Set exercise 1:
Answer from the passage on causal direction and HSIC:
(a) Which causal direction between X and Y is assumed without loss of generality?
(b) Which criterion is extended to estimate the dependence between P(X) and P(Y|X)?
(c) To what is the normalized version of the estimated HSIC invariant?
Set exercise 2: Write out, word for word, the part of the passage on causal direction and HSIC that opens with the words containing "For simplicity, let" and closes with "Criterion (HSIC) [3].".

For simplicity, let us start with the two-variable case: suppose that X and Y are adjacent and at least one of them is adjacent to C, and there are no confounders behind them. We aim to identify the causal direction between them, which, without loss of generality, we assume to be X → Y. The guiding idea is that distribution shift may carry information that confirms “independence” of causal modules, which, in the simple case we are considering, is the “independence” between P(X) and P(Y|X). If P(X) and P(Y |X) are “independent” but P(Y) and P(X|Y ) are not, then the causal direction is inferred to be from X to Y.

The dependence between P(X) and P(Y|X) can be estimated by extending the Hilbert-Schmidt Independence Criterion (HSIC) [3].

a). HSIC:

Given a set of observations {(u₁, v₁), (u₂, v₂), …, (u_N, v_N)} for variables U and V, respectively, HSIC provides a statistic for testing their statistical independence as well as a measure of dependence. Let M_U and M_V be the Gram matrices for U and V calculated on the sample, respectively. An estimator of HSIC is given by [3]

{HSIC}_{U V} = \frac{1}{{(N - 1)}^{2}} tr (M_{U} H M_{V} H),

(5)

where H is used to center the features, with entries $H_{i j} ≔ δ_{i j} - N^{- 1}$ .

We will use a normalized version of the estimated HSIC, which is invariant to the scale in M_U and M_V :

{HSIC}_{U V}^{N} = \frac{{HSIC}_{U V}}{\frac{1}{N - 1} tr (M_{U} H) \cdot \frac{1}{N - 1} tr (M_{V} H)} = \frac{tr (M_{U} H M_{V} H)}{tr (M_{U} H) tr (M_{V} H)} .

(6)

Records in a dataset:
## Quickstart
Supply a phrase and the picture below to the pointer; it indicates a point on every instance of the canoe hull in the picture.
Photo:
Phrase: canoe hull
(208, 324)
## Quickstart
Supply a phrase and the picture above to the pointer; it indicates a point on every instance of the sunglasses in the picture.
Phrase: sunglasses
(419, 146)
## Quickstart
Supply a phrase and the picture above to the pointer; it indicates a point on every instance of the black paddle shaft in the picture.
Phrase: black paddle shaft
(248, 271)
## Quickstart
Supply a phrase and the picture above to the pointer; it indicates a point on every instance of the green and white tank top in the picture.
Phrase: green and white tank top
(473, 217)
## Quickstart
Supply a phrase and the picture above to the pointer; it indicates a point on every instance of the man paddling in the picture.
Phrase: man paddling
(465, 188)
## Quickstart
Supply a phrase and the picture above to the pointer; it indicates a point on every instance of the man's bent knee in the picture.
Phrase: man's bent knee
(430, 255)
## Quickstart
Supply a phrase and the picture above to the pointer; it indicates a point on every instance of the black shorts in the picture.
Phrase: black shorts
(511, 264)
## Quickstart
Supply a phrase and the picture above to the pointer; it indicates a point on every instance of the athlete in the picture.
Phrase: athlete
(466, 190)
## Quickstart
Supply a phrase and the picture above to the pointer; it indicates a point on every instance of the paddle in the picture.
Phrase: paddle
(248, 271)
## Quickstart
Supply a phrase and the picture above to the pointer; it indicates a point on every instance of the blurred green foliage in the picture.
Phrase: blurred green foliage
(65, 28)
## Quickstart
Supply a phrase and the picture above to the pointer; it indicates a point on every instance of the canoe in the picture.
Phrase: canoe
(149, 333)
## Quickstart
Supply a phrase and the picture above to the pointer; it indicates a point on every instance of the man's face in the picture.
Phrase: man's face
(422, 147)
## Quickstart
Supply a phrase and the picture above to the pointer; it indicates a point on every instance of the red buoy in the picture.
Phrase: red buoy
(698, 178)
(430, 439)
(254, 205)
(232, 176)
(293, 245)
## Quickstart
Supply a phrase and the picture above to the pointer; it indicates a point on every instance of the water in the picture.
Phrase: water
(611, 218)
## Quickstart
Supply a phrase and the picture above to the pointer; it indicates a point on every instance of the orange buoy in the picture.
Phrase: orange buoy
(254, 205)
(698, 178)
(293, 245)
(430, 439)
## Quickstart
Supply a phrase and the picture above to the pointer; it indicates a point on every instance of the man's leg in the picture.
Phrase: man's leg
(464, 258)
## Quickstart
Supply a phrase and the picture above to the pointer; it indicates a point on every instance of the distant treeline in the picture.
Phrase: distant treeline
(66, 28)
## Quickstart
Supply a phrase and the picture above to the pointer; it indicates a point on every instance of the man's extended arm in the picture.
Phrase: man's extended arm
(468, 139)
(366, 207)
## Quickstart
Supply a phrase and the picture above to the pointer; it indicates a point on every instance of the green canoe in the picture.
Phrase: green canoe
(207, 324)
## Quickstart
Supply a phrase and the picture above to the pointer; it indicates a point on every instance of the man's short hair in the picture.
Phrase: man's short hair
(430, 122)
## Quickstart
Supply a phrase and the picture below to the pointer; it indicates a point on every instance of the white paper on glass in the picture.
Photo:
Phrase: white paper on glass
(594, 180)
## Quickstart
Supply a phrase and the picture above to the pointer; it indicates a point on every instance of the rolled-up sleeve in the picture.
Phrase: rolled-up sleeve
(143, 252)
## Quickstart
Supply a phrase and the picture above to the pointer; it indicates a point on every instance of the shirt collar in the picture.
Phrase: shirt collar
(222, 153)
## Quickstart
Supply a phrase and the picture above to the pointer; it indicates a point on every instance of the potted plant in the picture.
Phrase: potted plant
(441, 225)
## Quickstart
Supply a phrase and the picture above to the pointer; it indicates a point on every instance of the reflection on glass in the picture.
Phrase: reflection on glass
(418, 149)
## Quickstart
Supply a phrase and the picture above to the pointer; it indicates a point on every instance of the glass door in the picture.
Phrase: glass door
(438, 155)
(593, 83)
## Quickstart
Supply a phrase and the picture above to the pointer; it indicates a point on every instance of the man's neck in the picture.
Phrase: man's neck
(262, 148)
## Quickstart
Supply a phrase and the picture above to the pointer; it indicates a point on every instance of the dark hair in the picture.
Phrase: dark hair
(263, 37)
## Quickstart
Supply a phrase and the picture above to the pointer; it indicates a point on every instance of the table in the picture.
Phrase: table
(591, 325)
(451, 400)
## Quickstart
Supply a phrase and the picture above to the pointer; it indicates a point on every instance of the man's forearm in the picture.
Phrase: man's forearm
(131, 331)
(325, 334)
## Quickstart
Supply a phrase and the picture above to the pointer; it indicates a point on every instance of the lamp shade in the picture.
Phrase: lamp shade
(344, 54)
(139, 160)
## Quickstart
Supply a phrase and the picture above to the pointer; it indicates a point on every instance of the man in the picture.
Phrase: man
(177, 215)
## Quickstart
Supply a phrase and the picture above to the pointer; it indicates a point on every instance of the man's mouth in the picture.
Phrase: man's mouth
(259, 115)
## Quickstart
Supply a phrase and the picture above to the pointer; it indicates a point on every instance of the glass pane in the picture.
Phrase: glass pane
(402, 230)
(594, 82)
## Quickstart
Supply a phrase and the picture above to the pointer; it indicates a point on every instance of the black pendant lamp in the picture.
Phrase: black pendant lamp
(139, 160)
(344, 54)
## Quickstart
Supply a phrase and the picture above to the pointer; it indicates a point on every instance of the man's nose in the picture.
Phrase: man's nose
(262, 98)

Right answer 1:
(a) X → Y
(b) The Hilbert-Schmidt Independence Criterion (HSIC)
(c) The scale in M_U and M_V

Right answer 2:
For simplicity, let us start with the two-variable case: suppose that X and Y are adjacent and at least one of them is adjacent to C, and there are no confounders behind them. We aim to identify the causal direction between them, which, without loss of generality, we assume to be X → Y. The guiding idea is that distribution shift may carry information that confirms “independence” of causal modules, which, in the simple case we are considering, is the “independence” between P(X) and P(Y|X). If P(X) and P(Y |X) are “independent” but P(Y) and P(X|Y ) are not, then the causal direction is inferred to be from X to Y.

The dependence between P(X) and P(Y|X) can be estimated by extending the Hilbert-Schmidt Independence Criterion (HSIC) [3].